Items from a data source:
····················

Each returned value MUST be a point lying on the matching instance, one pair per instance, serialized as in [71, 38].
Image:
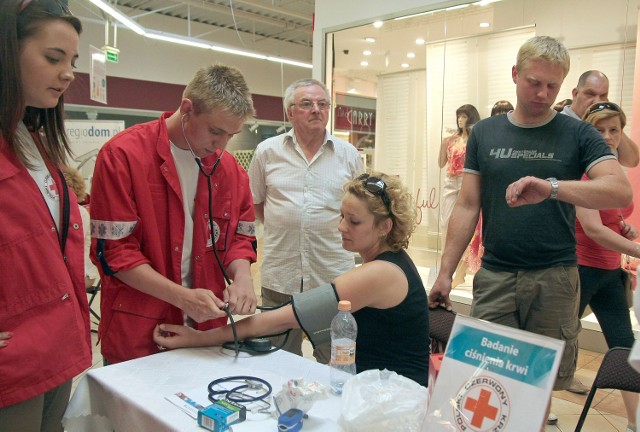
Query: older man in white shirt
[296, 181]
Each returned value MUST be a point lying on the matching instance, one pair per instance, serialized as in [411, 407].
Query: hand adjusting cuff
[554, 188]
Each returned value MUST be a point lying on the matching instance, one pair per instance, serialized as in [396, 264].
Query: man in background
[296, 182]
[162, 252]
[523, 172]
[593, 87]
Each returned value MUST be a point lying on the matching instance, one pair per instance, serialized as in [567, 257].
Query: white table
[130, 396]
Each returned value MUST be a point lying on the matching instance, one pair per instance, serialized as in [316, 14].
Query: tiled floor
[607, 412]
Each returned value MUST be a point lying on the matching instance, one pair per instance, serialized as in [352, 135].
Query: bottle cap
[344, 305]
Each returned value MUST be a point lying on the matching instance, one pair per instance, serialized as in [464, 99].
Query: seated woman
[387, 297]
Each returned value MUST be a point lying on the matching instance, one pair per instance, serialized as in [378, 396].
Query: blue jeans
[603, 291]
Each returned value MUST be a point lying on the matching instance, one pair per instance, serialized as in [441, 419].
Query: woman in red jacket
[602, 235]
[44, 316]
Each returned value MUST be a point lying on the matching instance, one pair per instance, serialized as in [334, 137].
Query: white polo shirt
[302, 200]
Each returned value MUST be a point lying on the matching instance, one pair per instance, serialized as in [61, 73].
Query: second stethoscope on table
[237, 346]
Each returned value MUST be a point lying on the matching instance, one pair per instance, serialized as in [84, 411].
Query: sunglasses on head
[53, 7]
[376, 186]
[603, 106]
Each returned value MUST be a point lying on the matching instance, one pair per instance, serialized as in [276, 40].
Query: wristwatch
[554, 188]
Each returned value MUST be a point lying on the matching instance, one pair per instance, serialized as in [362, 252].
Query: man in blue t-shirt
[523, 170]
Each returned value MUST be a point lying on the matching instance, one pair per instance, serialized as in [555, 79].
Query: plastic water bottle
[344, 331]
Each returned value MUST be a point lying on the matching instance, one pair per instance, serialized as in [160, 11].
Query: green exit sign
[112, 54]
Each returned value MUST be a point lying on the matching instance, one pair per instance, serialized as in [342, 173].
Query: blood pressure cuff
[314, 310]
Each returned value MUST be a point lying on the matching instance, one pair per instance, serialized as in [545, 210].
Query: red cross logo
[482, 405]
[50, 187]
[481, 408]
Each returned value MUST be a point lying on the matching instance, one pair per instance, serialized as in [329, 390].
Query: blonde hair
[219, 86]
[544, 48]
[76, 182]
[403, 212]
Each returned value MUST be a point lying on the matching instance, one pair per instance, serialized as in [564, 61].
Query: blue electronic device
[291, 420]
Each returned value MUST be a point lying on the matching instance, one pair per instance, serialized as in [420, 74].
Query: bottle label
[343, 354]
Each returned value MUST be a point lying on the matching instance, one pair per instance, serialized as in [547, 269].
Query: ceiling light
[174, 39]
[194, 42]
[119, 16]
[457, 7]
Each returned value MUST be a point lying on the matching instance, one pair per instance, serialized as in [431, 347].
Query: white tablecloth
[130, 396]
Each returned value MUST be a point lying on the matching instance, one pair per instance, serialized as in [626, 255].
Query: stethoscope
[236, 343]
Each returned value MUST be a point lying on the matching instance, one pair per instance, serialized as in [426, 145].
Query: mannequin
[452, 153]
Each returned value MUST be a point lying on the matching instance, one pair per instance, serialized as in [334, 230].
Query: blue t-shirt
[501, 152]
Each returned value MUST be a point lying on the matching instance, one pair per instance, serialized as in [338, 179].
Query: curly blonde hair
[403, 212]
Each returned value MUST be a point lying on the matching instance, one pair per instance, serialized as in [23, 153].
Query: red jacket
[42, 299]
[137, 216]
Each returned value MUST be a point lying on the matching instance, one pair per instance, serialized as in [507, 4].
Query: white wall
[577, 23]
[153, 60]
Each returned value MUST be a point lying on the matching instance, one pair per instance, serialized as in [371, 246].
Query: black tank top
[397, 339]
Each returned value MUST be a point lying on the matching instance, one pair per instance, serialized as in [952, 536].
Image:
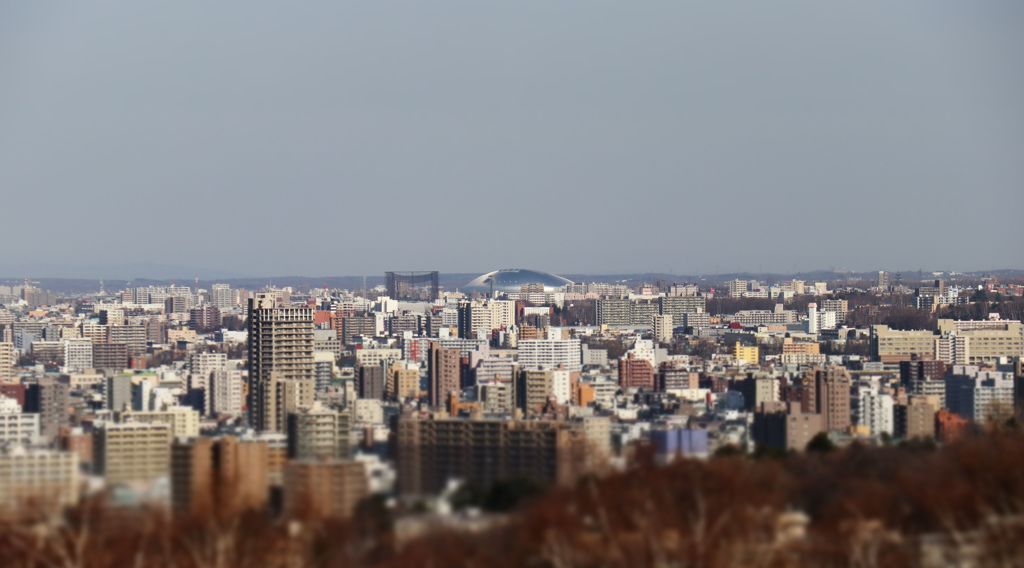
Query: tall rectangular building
[281, 347]
[444, 368]
[317, 433]
[132, 452]
[429, 452]
[221, 476]
[6, 361]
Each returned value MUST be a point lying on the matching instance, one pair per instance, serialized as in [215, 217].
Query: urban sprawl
[304, 403]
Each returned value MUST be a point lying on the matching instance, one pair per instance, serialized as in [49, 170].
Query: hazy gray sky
[333, 137]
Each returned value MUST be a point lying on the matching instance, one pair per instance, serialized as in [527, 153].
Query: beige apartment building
[42, 479]
[132, 452]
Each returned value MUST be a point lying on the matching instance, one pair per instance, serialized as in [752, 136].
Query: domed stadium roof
[510, 279]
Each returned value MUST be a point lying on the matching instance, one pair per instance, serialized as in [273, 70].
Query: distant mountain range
[452, 280]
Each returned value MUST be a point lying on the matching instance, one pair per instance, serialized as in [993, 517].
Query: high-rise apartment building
[429, 452]
[550, 353]
[826, 392]
[322, 489]
[222, 297]
[281, 352]
[78, 354]
[110, 357]
[915, 419]
[980, 395]
[636, 373]
[49, 398]
[205, 318]
[132, 452]
[317, 433]
[663, 328]
[43, 479]
[403, 382]
[118, 393]
[225, 393]
[222, 477]
[6, 361]
[534, 389]
[444, 370]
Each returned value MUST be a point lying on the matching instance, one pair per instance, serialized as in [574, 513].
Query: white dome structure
[510, 279]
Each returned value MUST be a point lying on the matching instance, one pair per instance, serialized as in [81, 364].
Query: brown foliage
[863, 506]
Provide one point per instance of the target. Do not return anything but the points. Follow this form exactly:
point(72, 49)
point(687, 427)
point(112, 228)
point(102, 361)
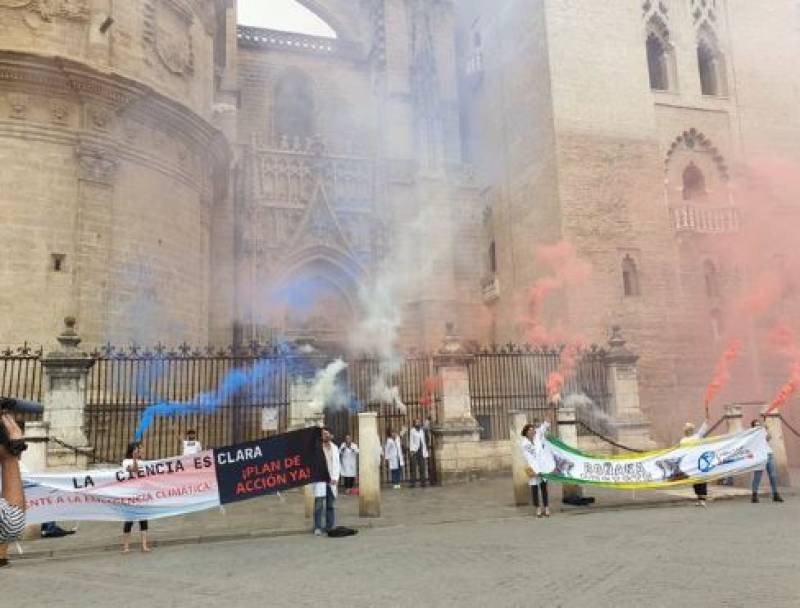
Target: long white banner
point(696, 462)
point(159, 488)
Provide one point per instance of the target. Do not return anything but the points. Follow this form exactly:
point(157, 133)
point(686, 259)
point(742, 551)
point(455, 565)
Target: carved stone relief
point(167, 33)
point(59, 111)
point(96, 164)
point(17, 106)
point(47, 10)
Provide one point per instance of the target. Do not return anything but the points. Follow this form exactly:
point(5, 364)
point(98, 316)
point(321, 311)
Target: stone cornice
point(125, 96)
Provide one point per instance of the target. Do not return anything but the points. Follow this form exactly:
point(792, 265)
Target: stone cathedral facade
point(167, 174)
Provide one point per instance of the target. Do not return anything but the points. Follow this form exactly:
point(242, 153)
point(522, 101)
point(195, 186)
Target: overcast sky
point(286, 15)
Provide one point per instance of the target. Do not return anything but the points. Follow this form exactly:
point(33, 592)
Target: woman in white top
point(348, 455)
point(691, 436)
point(531, 445)
point(131, 464)
point(393, 453)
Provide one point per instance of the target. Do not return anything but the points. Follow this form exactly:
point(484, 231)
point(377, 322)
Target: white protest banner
point(696, 462)
point(160, 488)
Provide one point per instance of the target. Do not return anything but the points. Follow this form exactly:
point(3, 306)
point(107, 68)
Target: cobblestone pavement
point(731, 554)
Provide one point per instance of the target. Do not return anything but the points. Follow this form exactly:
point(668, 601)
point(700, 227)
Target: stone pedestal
point(777, 443)
point(568, 433)
point(516, 421)
point(34, 459)
point(369, 466)
point(632, 428)
point(733, 424)
point(65, 372)
point(458, 433)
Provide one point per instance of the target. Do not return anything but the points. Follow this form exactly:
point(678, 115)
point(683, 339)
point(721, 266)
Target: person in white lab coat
point(418, 451)
point(531, 445)
point(325, 491)
point(393, 453)
point(348, 453)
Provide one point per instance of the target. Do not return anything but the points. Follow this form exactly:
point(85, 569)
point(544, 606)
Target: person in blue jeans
point(325, 491)
point(771, 473)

····················

◆ **Short problem**: Swap "matching instance" for "corresponding instance" everywhere it occurs in the items above, and reproduce every item with no other changes. Omit the pictures from your output.

◆ **Solution for this task**:
Each returned value MUST be a point lying on the corresponding instance, one pair per instance, serialized as in [71, 38].
Image:
Query: older man in white shirt
[296, 181]
Each returned value MUST be a point lying on the corresponding instance, one pair per instance, serialized as in [411, 407].
Query: hand adjusting cuff
[554, 188]
Each returned value MUST be a point lying on the corresponding instance, one pair per instance, serialized as in [396, 264].
Query: man in background
[296, 182]
[162, 252]
[523, 172]
[593, 87]
Each returned value MUST be a point lying on the corresponding instance, one pair per instance, serialized as in [567, 257].
Query: white table
[130, 396]
Each returned value MUST be a point lying on the corresponding instance, one pair per instance, serialized as in [316, 14].
Query: tiled floor
[607, 412]
Each returned value MUST be a point lying on the corresponding instance, one pair per instance, serialized as in [352, 135].
Query: bottle cap
[344, 305]
Each returned value MUST be a point lying on the corresponding instance, one pair per instance, serialized as in [464, 99].
Query: seated woman
[387, 297]
Each returned value MUST be a point lying on the corresponding instance, one pair per instance, serialized as in [378, 396].
Query: blue jeans
[603, 291]
Each returned value MUST be a point lying on the corresponding instance, one pair per instance, serialized as in [441, 419].
Query: woman in red jacket
[602, 235]
[44, 316]
Each returned value MUST be a point lying on the corresponding instance, one pair per instance, serialized as in [334, 137].
Query: white polo shirt
[302, 200]
Each returned value MUST be a point lying on the corresponding instance, one pair per instance, serialized as in [61, 73].
Query: second stethoscope on table
[237, 346]
Each returned value MUST be a point lying on the corresponding instance, one pair per instance, serialized as in [84, 411].
Query: sunglasses on head
[53, 7]
[376, 186]
[603, 106]
Each returned value MUST be a point lying on the corresponding instance, one pair per instance, serialized as in [276, 40].
Query: wristwatch
[554, 188]
Each returned value MUST be a point lying on the corresponding instance, one pair per instance, serialized as in [362, 252].
Query: man in blue t-shirt
[523, 170]
Each returned value MUST be a point lying on the corresponding instance, one pair per instance, serialized as in [555, 79].
Query: plastic water bottle
[344, 331]
Each returned value MUST be a point lying on the corresponding instance, one pair per instance, serialized as in [160, 11].
Query: green exit sign
[112, 54]
Each returned value MUST be a point lying on the corresponding instance, one pair per instance, serialized as in [342, 173].
Query: blood pressure cuff
[314, 310]
Each returned value MUST be a point lying on the corresponding instance, one pair per instance, serialized as in [545, 210].
Query: red cross logo
[482, 405]
[50, 187]
[481, 408]
Each returned value MUST be a point lying on the corresponding instance, one pair per instance, serialized as in [329, 390].
Query: blonde hair
[219, 86]
[544, 48]
[76, 182]
[403, 212]
Each returned value MUST be a point lying on the corresponding instance, one pair per instance, serialized as in [564, 61].
Query: blue electronic device
[291, 420]
Each returned value MUST be a point lying on the corresponding instance, one pair per instance, serialized as in [420, 74].
Query: bottle label
[343, 354]
Each returned value MUST be a point lying on the corresponding instance, one pair per instance, serialized as in [547, 269].
Query: ceiling light
[174, 39]
[194, 42]
[119, 16]
[457, 7]
Each returned value MUST be a point lying on the corresponding instance, one pair per instance, serialized as in [431, 347].
Query: white tablecloth
[130, 396]
Each returned value MUST be a point lying on the corresponding instance, one pair per instance, serialized as in [626, 255].
Query: stethoscope
[236, 343]
Each returned value MUST be a point lying on the corresponding instance, one pair per instance, serialized as in [426, 145].
Query: mannequin
[452, 153]
Each returned value MUST be a point lying on the corresponding instance, one pair per instance, serialized as in [334, 230].
Query: blue t-shirt
[501, 152]
Each returned value MUST be a point lying on the corresponding instance, one pair per instance, serialized as in [338, 179].
Query: curly blonde hair
[403, 212]
Each returned value MUST be a point lying on the corresponding instance, one pair per instance, serialized as in [23, 153].
Query: red jacket
[42, 299]
[137, 216]
Each returned value MUST be a point lying on the corresponding instance, one pair per instance, serialized as in [507, 4].
Query: white wall
[577, 23]
[153, 60]
Each returned value MUST be a point lying on the corresponding instance, one pair per instance, serialized as in [371, 246].
Query: black tank top
[397, 339]
Each returned value MUST be a point lying on the corresponding instance, one pair per instance, serialized as in [952, 536].
Image:
Query: tall rectangular building
[281, 347]
[444, 368]
[317, 433]
[132, 452]
[429, 452]
[221, 476]
[6, 361]
Each returned value MUST be a point lying on the corresponding instance, one pair per instance, serialized as in [215, 217].
Query: urban sprawl
[304, 403]
Each returned value MUST be a point lying on the corresponding instance, one pair per instance, serialized as in [49, 170].
Query: hazy gray sky
[333, 137]
Each returned value MUST be a point lying on the corresponding instance, one pair per instance, serialized as in [527, 153].
Query: beige apartment building
[42, 479]
[132, 452]
Each returned value MUST be a point lying on the corresponding instance, one pair per instance, serialized as in [752, 136].
Query: domed stadium roof
[510, 279]
Each returned value MUST be a point lying on the corresponding instance, one pair per instance, serialized as in [273, 70].
Query: distant mountain range
[452, 280]
Each returned value MUST be a point lying on the corresponding instance, one pair per instance, serialized as in [993, 517].
Query: high-rise apartment building
[429, 452]
[550, 353]
[826, 392]
[322, 489]
[222, 297]
[281, 352]
[78, 354]
[110, 357]
[915, 419]
[980, 395]
[636, 373]
[49, 398]
[205, 318]
[132, 452]
[317, 433]
[663, 328]
[43, 479]
[403, 382]
[118, 393]
[225, 393]
[222, 477]
[6, 361]
[534, 389]
[444, 370]
Each returned value MUST be a point lying on the corresponding instance, one pair per instance, serialized as in [574, 513].
Query: white dome structure
[510, 279]
Each returned value MUST be a point lying on the corresponding instance, one pair per instance, serialized as in [81, 364].
Query: brown foliage
[863, 506]
Provide one point per instance of the target. Do not return anything but the points. Follow this form exactly:
point(72, 49)
point(687, 427)
point(112, 228)
point(102, 361)
Target: long white banner
point(696, 462)
point(159, 488)
Provide one point per instance of the target. Do not return anything but the points. Follow this form exactly:
point(157, 133)
point(686, 259)
point(742, 551)
point(455, 565)
Target: carved stone relief
point(167, 33)
point(59, 111)
point(96, 164)
point(17, 106)
point(47, 10)
Provide one point per instance of the target. Do not return anything but the points. Follow this form exactly:
point(5, 364)
point(98, 316)
point(321, 311)
Target: stone cornice
point(125, 96)
Provide one point per instance of the target. Do not return anything but the points. Follow this form exactly:
point(792, 265)
Target: stone cathedral facade
point(167, 174)
Provide one point per instance of the target. Do not return anything but the points. Follow this form exactly:
point(242, 153)
point(522, 101)
point(195, 186)
Target: overcast sky
point(286, 15)
Provide one point per instance of the target. Do not return anything but the points. Follow this form exactly:
point(33, 592)
Target: woman in white top
point(348, 455)
point(691, 436)
point(531, 445)
point(131, 464)
point(393, 453)
Provide one point per instance of the target. Do not return anything but the points. Follow this form exactly:
point(484, 231)
point(377, 322)
Target: white protest banner
point(696, 462)
point(160, 488)
Provide one point per instance of the target. Do not return anything but the points. Follow this form exactly:
point(3, 306)
point(107, 68)
Target: cobblestone pavement
point(731, 554)
Provide one point per instance of the target. Do not return anything but the points. Follow this form exactly:
point(668, 601)
point(700, 227)
Target: stone pedestal
point(777, 443)
point(568, 433)
point(516, 421)
point(34, 459)
point(369, 466)
point(632, 428)
point(733, 424)
point(65, 372)
point(458, 433)
Provide one point per instance of the target. Do not return anything but the points. Follow this form exactly:
point(678, 115)
point(683, 339)
point(721, 266)
Target: person in white lab coat
point(418, 451)
point(531, 445)
point(325, 491)
point(393, 453)
point(348, 453)
Provide one point per instance of the target. Do not return anything but the points. Follow this form exactly:
point(85, 569)
point(544, 606)
Target: person in blue jeans
point(325, 491)
point(771, 473)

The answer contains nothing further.